* [THE PROBLEM]: Your answer should reproduce the full set of records exactly as given.

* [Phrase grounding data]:
"""
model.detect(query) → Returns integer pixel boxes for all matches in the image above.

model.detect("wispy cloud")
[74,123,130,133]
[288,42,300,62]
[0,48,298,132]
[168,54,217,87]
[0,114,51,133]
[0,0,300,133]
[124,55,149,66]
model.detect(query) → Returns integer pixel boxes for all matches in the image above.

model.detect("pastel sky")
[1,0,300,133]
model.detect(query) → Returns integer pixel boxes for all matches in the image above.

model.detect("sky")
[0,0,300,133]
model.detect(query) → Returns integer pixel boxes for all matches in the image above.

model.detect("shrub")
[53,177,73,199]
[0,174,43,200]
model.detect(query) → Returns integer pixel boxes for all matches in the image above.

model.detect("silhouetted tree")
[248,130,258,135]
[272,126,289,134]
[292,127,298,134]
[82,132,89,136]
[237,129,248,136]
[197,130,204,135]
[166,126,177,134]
"""
* [RESULT]:
model.detect(query) → Returns integer pixel boxes for all matches in the image above.

model.detect("wispy cloud")
[74,123,130,133]
[288,42,300,62]
[0,48,298,132]
[168,54,217,87]
[0,114,51,133]
[0,0,300,133]
[124,55,149,66]
model.detect(query) → Returns integer pixel boxes for all matches in the image above.

model.detect("pastel sky")
[1,0,300,133]
model.detect(query) → Returns integer pixel boxes for all matches in the image above.

model.detect("sky")
[0,0,300,133]
model.detect(query) → Returns integer pixel boxes for all matches in the image above.

model.detect("shrub")
[53,177,73,199]
[0,174,43,200]
model.detect(query) → Returns integer pixel boxes for all matches in the image above.

model.detect("silhouetted tree")
[248,130,258,135]
[272,126,289,134]
[292,127,298,134]
[82,132,89,136]
[237,129,248,136]
[197,130,204,135]
[166,126,177,134]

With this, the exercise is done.